Are you going to walk this slow the whole way?

MARTIN

Are you going to stay silent the whole way?

ANNABELLE

Perhaps… that’s because you didn’t seem to like what I had to say.

MARTIN

No, it’s because you weren’t really saying anything, were you? It was all just ominous foreshadowing again.

ANNABELLE

Perhaps I was just trying to make things feel… familiar?

MARTIN

Perhaps the whole ‘answer a question with a question’ thing is wearing a bit thin. Besides which it’s a bit late to play coy. You promised me an actual straight answer.

ANNABELLE

You’d have it a lot more quickly if you didn’t keep stopping.

MARTIN

Hey, this is your magic bubble. You’re the one making it so that we’re, like, actually walking, walking all the way to Oxford. So sorry I’ve got to sit down occasionally, like a human.

ANNABELLE

And the book breaks?

MARTIN

It’s not like you’re entertaining company.

ANNABELLE

And it’s nothing to do with the fact that any lost souls in our area also get a break from their torment? Hmmm?

MARTIN

So what if it does? Is that a problem?

ANNABELLE

Actually, I find it very reassuring.

MARTIN

Great, because I’m still going to need to rest. Some of these houses have actual beds, and I haven’t slept on a mattress since Sa–

[FOOTSTEPS SLOW, THEN STOP]

Hmm.

ANNABELLE

Problem?

MARTIN

Did he suffer?

ANNABELLE

Did who suffer?

MARTIN

Just… answer the question.

ANNABELLE

No.

I did it in his sleep.

He’d always been accommodating, so… I wanted to honour his wishes.

MARTIN

That’s a shame.

ANNABELLE

Is it?

MARTIN

I mean… he seemed nice. To us at least.

ANNABELLE

And what of his victims? The people whose lives he destroyed?

MARTIN

I can’t speak for them. I didn’t know them, did I?

ANNABELLE

No. You didn’t.

[FOOTSTEPS RESUME]

MARTIN

[Sighs] Is it much further?

ANNABELLE

Less so than last time you asked.

MARTIN

Could you just try answering a question properly? Just once?

ANNABELLE

We’re close now. Just a few more streets.

MARTIN

Thank you.

Oh. Uhh… Huh. Um…

ANNABELLE

Oh come on, Martin. You didn’t really expect him to find us before we got here, did you?

MARTIN

[Unconvincing] N… no…

ANNABELLE

We have a sizable lead, and the camera too, don’t forget. Besides, even if he did ‘ride to your rescue’, what then? Would you explain to him that you’re here of your own free will?

MARTIN

I mean, that’s a pretty generous way to describe being blackmailed.

ANNABELLE

Oh, it’s blackmail, is it? Offering you a way out of all this?

MARTIN

You said if I told John or waited then you’d leave, and I’d never know.

ANNABELLE

And you believed me, which was very gracious of you.

MARTIN

[Sputters slightly] I shouldn’t have.

ANNABELLE

Why not? I didn’t lie to you, I do have another option for you. One that means neither of you need to die or be consumed by any dark power.

MARTIN

Oh, but you can’t just tell me or John. Oh no, no, that would be far too straightforward.

ANNABELLE

I could.

**GIVEN INFORMATION**
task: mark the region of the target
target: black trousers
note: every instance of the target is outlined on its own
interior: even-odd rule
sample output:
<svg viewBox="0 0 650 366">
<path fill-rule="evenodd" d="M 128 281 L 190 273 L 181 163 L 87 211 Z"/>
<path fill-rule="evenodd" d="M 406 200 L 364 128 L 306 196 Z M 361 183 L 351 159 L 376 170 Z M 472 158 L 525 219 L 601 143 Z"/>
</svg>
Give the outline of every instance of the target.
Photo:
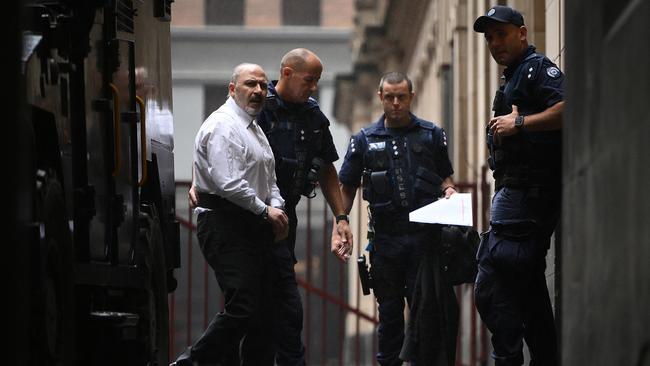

**EXERCISE OBJECTIVE**
Repeat the dialogue from the words "It’s not like" through "that a problem?", swapping "lost souls" for "wandering spirits".

**ANSWER TO THE EXERCISE**
It’s not like you’re entertaining company.

ANNABELLE

And it’s nothing to do with the fact that any wandering spirits in our area also get a break from their torment? Hmmm?

MARTIN

So what if it does? Is that a problem?